Required tasks:
• A. In the essay about visiting Ground Zero, who went there with the writer in June 2003?
• B. Write what comes next in the essay about visiting Ground Zero, starting after its last sentence.

** start Document passage **

On April 30, 2011, while on a visit to New York City, my father
and I made a point of going to Ground Zero. It was a Saturday
afternoon that was supposed to be warm but the wind was heavy and
my sweater wasn’t equal to the task. The chilliness was accompanied
by a feeling of emptiness. Although progress was being made on 1
World Trade Center there was still a large gaping hole where the
WTC once stood. It is well worth remembering that the Empire State
Building was
built in a little over a year ahead of schedule and under
budget in the midst of The Great Depression. Sadly, the rebuilding
of the WTC has become an unfortunate testament to our “can’t do”
bureaucratic spirit which has the effect of making us look weak and
small to our allies and enemies alike. Nor does it honor those who
perished that Tuesday morning.
The crowd at Ground Zero was scattered and
sparse. Certainly nothing like it was when I was there in June 2003
with my parents and my older brother Ezra. But with the passage of
time comes the inevitable fade of memory. The events simply aren’t
as immediate and people move on to other things. Fewer come by to
take note of what happened.
Yet 36 hours after my father and I had been there,
Ground Zero was once again teeming with people. This time it was
full of elation and euphoria when it was learned that Osama bin
Laden had been killed by a team of Navy SEALS. Unfortunately, this
collective catharsis was quickly chastised by the chattering
classes who said
we shouldn’t be celebrating the death of another human being like
we had just won the Super Bowl.
Well, by that logic, the famous kiss
between the sailor and the nurse in Times Square on V-J Day would
be considered an inappropriate public display of affection. After
all, there would not have been a victory over Japan if American
forces hadn’t dropped atomic bombs on Hiroshima and Nagasaki. Yet
people back then had the common sense to understand that the sailor
and the nurse were spontaneously celebrating the end of the war
rather than celebrating the deaths of Japanese civilians. Of course
back then patriotism wasn’t something to feel ashamed
about.

** end Document passage **
** start Dataset entries **

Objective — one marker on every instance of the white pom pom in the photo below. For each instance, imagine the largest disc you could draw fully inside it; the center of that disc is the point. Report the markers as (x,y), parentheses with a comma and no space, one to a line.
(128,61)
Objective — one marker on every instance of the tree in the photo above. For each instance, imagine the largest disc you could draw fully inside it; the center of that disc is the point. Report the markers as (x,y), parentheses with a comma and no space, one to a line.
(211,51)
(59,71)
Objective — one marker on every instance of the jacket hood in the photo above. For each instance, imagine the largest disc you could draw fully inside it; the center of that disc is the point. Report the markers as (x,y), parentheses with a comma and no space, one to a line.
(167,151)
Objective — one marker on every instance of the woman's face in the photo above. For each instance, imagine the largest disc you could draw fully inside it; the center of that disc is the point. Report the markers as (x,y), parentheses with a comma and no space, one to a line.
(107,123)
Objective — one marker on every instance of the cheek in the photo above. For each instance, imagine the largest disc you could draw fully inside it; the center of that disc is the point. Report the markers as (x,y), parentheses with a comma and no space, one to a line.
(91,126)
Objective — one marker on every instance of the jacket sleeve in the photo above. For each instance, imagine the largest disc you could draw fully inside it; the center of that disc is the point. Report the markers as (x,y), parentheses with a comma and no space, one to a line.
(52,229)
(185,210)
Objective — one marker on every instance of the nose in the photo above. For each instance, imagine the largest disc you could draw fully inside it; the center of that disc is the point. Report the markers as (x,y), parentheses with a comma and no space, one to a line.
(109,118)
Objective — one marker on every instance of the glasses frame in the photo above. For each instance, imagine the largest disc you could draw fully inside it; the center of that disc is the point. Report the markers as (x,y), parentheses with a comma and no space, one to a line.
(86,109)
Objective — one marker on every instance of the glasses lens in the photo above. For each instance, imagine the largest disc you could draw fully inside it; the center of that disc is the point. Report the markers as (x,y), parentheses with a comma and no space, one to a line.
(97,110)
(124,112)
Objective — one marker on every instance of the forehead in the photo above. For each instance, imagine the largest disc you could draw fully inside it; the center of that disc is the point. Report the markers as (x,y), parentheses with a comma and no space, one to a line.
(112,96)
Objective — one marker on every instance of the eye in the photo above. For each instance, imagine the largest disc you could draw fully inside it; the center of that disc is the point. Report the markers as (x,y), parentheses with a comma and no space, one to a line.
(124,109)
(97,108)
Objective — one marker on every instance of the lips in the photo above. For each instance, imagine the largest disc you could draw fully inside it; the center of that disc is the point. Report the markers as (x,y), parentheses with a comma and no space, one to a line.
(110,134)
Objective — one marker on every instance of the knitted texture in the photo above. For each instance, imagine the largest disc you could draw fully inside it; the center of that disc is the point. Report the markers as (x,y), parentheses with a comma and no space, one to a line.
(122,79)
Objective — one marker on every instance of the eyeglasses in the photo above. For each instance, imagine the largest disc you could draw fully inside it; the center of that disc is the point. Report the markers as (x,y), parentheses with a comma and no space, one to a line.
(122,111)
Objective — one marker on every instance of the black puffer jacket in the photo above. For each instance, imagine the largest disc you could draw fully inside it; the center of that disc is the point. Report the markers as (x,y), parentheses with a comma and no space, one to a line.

** end Dataset entries **

Results:
• A. The writer's parents and older brother Ezra.

• B.
The people at Ground Zero were celebrating justice
having been served. This so-called human being the chattering
classes wanted us to shed tears over had
written, “We — with God’s help — call on every
Muslim who believes in God and wishes to be rewarded to comply with
God’s order to kill the Americans (italics
mine) and plunder their money wherever and whenever they find it.”
These same chattering classes have no objection to giving bin Laden
a Sharia compliant burial at sea. But raise a cross in honor of the
lives he took and you get a
lawsuit. Nor do these chattering classes have a problem with
building a mosque at Ground Zero but won’t say a word about
rebuilding St. Nicholas Greek Orthodox Church, which was
destroyed when the South Tower
collapsed.
Of course, the tone of this discourse is set by our
Chatterer-in-Chief. Sure, President Obama gave the order to kill
bin Laden. But we cannot confront Islamic fundamentalist terrorism
if we are unable to speak of either Islamic fundamentalism or
terrorism. To call the events of September 11, 2001 “a man caused
disaster” and the 19 hijackers “violent extremists” doesn’t begin
to describe what happened that day much less why it happened.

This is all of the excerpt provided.